Stated task =
Below is some material; set it all down exactly, apart from the pictures.

Records for the exercise =
++++++++++
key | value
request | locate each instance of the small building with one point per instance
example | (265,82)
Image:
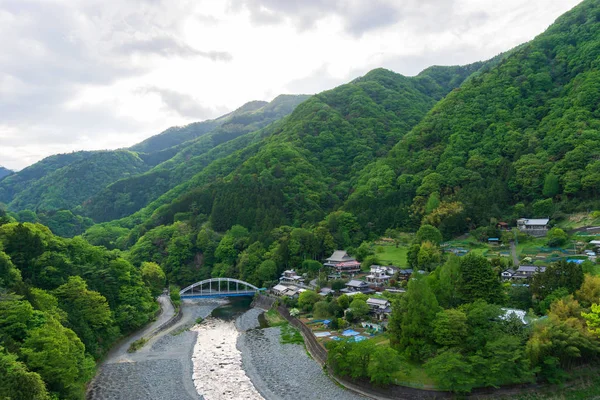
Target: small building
(378,276)
(503,226)
(342,262)
(279,290)
(381,308)
(356,286)
(348,267)
(533,226)
(508,274)
(527,271)
(326,292)
(290,276)
(404,274)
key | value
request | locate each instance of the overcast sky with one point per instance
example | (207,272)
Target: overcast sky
(104,74)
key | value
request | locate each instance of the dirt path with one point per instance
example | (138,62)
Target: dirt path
(513,251)
(161,370)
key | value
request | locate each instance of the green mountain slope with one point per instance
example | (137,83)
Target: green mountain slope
++++++++++
Solution for this task =
key | value
request | locate each instance of the small building with one point per instance
example | (265,82)
Image:
Target: small building
(378,276)
(503,226)
(342,262)
(279,290)
(381,308)
(356,286)
(348,267)
(533,226)
(508,274)
(527,271)
(326,292)
(290,276)
(404,274)
key | value
request | locate each instance of the overcast sky with one point per instance
example | (207,272)
Target: overcast sky
(104,74)
key | value
request | locate each instance of the dirt path with one point per instance
example | (138,62)
Target: dirt path
(513,251)
(161,370)
key | value
request | locate each instance of the green mountain slope with one point per instance
example | (137,83)
Target: green mountain slope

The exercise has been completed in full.